#### REQUIRED WORK
Write out the lines below word for word, omitting the pictures.

#### DATA PROVIDED
◇ ◇ ◇ ◇ ◇ ◇ ◇
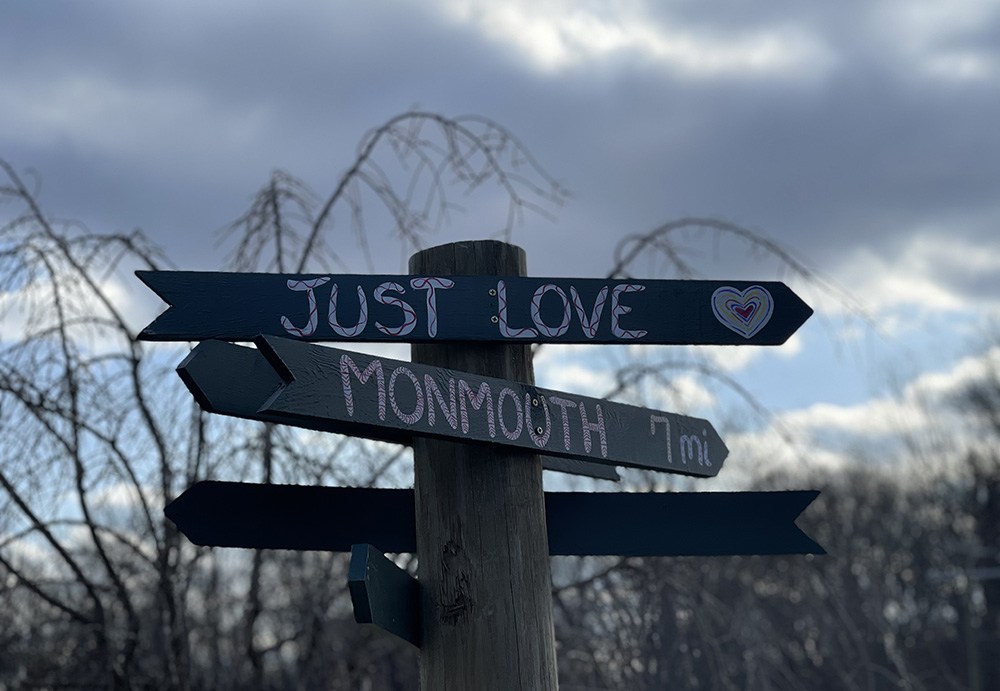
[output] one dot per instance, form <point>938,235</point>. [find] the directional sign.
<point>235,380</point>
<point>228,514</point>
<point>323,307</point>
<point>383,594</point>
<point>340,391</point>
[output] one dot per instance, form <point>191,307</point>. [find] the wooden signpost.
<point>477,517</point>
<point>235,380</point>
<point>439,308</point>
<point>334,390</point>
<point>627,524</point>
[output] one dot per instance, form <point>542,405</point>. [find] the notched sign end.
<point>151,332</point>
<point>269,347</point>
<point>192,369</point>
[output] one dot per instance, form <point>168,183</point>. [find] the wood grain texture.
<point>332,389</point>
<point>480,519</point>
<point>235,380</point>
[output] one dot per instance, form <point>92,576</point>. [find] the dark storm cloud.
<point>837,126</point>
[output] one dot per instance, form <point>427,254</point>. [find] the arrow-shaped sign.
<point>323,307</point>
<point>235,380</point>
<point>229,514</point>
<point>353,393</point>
◇ ◇ ◇ ◇ ◇ ◇ ◇
#### RESPONSE TO THE EXERCISE
[output] one dot per instance, form <point>938,235</point>. [find] the directional sign.
<point>235,380</point>
<point>228,514</point>
<point>323,307</point>
<point>383,594</point>
<point>340,391</point>
[output] one dot per instance, form <point>191,307</point>. [find] the wooden signpost.
<point>477,517</point>
<point>235,380</point>
<point>439,308</point>
<point>334,390</point>
<point>627,524</point>
[output] one dot per instance, form <point>542,405</point>. [find] the notched sign end.
<point>151,332</point>
<point>269,347</point>
<point>192,369</point>
[output] one dot per instance, form <point>168,183</point>. [find] the wood grain texture.
<point>332,389</point>
<point>480,519</point>
<point>235,380</point>
[output] one dot per instance, form <point>92,576</point>. [find] the dark storm cloud.
<point>837,126</point>
[output] one dot per instance, form <point>427,254</point>. [find] the arrow-shaped sign.
<point>323,307</point>
<point>235,380</point>
<point>229,514</point>
<point>353,393</point>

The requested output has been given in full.